Sex, Love and Porn Addiction
What is Sex and Love Addiction?
What could it possibly mean to be addicted to love? Or sex, for that matter? Isn’t love the highest virtue? Isn’t sex a natural–and necessary–part of life?
Of course, sex and love are at the heart of life itself. Were it not for sex, none of us would even be here. Were it not for love, none of us would want to stick around.
Yet, as we all know, even good things can get misused and become hurtful. In fact, the better something is, the more it can hurt when it gets twisted or abused. Sex and love are no exceptions.
Sex can become addictive when sexual impulses become destructive to ourselves or others or when we cannot control our sexual impulses. For example
- a young man compulsively watches porn and masturbates even when he has promised himself (or his partner) dozens of times he would quit.
- Or a young woman who seeks out sex with a variety of partners in dangerous situations despite having been repeatedly hurt–emotionally and/or physically.
- Or a man who compulsively spends money on massage parlors or prostitutes.
- Or a woman who neglects her work or her family while soliciting sex from strangers online.

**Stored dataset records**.
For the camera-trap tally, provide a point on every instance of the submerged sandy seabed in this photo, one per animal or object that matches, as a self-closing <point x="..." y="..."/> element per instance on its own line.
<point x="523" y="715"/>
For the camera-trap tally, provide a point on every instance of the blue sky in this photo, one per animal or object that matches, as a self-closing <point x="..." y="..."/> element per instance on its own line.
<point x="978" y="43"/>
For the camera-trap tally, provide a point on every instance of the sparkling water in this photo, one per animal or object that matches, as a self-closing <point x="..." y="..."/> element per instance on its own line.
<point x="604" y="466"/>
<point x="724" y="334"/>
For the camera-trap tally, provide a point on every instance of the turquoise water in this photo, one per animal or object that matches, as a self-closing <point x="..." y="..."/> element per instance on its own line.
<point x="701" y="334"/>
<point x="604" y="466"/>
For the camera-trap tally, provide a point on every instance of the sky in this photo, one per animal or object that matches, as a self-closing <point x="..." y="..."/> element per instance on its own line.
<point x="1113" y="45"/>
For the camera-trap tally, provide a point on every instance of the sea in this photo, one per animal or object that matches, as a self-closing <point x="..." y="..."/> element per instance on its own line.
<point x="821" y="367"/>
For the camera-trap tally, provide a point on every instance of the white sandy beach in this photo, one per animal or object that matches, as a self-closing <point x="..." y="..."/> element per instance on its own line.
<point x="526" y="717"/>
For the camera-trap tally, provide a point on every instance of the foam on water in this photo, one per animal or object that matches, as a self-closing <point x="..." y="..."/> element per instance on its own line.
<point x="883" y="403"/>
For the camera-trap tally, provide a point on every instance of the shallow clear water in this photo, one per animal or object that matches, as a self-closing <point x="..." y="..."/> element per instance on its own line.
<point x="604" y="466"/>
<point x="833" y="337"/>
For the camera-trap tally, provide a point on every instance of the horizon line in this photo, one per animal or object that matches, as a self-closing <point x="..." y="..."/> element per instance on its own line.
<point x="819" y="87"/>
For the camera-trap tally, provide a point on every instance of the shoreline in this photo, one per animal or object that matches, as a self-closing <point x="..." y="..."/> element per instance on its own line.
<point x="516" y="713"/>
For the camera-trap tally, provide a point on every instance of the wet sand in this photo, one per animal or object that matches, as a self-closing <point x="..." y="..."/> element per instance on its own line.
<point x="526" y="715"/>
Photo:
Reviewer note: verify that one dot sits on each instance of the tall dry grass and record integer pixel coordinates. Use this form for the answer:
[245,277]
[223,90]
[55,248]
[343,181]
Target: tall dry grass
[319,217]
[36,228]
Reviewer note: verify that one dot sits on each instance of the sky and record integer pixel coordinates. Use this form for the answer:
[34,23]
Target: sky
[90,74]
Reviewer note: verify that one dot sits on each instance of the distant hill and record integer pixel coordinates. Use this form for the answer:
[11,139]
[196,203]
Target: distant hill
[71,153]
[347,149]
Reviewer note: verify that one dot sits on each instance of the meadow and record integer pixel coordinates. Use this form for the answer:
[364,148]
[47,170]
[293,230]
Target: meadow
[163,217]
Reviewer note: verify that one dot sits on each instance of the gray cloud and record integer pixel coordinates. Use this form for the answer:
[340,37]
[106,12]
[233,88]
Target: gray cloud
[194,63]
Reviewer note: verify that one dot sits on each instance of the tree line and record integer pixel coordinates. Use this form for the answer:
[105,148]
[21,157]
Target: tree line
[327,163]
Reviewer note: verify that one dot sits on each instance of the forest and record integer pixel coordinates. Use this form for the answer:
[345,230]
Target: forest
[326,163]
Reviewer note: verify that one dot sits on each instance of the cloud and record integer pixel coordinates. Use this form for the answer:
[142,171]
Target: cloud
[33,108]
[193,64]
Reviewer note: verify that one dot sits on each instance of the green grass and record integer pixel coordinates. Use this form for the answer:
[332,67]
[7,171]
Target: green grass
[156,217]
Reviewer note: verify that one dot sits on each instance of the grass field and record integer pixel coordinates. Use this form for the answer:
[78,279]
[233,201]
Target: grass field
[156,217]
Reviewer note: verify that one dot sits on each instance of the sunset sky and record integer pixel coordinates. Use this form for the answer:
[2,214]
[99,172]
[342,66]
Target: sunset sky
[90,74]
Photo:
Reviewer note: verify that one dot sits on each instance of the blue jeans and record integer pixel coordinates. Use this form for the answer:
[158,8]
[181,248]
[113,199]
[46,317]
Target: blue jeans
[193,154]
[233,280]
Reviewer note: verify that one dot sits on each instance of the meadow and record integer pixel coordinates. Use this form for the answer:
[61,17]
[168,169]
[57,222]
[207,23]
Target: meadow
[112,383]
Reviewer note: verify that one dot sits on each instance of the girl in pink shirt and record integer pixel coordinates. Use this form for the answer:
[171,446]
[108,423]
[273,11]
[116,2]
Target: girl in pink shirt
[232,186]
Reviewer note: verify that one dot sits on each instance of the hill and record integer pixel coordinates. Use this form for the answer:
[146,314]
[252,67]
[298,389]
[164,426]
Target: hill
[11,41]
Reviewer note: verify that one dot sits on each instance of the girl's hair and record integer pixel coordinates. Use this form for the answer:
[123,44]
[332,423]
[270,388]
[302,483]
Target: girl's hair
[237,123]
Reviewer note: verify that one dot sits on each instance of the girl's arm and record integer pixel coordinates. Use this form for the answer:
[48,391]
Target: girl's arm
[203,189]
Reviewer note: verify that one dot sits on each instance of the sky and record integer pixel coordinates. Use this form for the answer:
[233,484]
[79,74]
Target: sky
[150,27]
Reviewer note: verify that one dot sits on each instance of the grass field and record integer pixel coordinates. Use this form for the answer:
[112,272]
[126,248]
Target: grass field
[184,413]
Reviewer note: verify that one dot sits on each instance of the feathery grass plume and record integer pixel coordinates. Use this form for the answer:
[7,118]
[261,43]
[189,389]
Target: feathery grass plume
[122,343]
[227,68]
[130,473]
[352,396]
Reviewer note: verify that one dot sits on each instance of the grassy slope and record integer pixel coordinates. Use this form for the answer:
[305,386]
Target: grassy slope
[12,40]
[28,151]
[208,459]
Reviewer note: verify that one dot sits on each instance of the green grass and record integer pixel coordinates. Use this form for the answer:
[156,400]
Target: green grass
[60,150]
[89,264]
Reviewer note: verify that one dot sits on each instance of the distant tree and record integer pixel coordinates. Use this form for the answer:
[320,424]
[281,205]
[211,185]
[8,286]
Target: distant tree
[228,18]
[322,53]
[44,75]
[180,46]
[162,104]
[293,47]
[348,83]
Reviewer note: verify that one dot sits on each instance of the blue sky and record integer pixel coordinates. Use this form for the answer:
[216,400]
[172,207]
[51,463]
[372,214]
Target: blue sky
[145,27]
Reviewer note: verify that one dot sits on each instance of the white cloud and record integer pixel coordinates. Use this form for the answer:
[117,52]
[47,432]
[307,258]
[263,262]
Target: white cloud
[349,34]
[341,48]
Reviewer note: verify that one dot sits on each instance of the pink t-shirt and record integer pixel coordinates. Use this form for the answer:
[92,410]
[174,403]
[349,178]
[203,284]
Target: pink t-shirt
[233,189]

**Parts of the exercise**.
**A)** According to the text on sex and love addiction, when can sex become addictive?
**B)** Continue the text on sex and love addiction from where it stops.

**Answers for the tasks**.
**A)** Sex can become addictive when sexual impulses become destructive to ourselves or others or when we cannot control them.

**B)**
“Love” can become addictive when our genuine desire for emotional bonding gets twisted into a never-ending, and unsatisfying, quest for emotional connection and/or affirmation. For example
- A young woman who spends dozens of hours every week in chat-rooms trying to find someone who will validate her emotional needs or feelings of self-worth.
- Or a married man who seeks emotional comfort outside his marriage through a series of inappropriate relationships with coworkers or acquaintances.
- Or a woman who throws herself too quickly and too deeply into relationship after relationship with partners who abuse or neglect her.
- Or a man who, though in a committed relationship, constantly looks outside that relationship for validation, acceptance, and emotional excitement.
In the above paragraph, I put the word “love” in quotes because, of course, the sort of “love” described in that paragraph is actually a superficial imitation of the true nature of love experienced in an honest, intimate and deeply connected relationship.
We here at The Relationship Center work with many individuals and couples who are struggling with Sex/Love and/or Porn Addiction. They come to see us for a variety of reasons.
- Perhaps they have been “caught cheating” by their partner surreptitiously using porn or in a physical or emotional affair.
- Perhaps they have been seriously traumatized–emotionally or physically–by one or more abusive relationships.
- Perhaps they have taken stock of their life and seen a repeated pattern of self-destructive choices. Perhaps they are deep in despair and see no hope that they can ever give or receive the kind of life-giving love they believe must exist somewhere but have not experienced in their relationships.
At The Relationship Center we understand and we are here to help. We have special training and years of experience dealing with these issues.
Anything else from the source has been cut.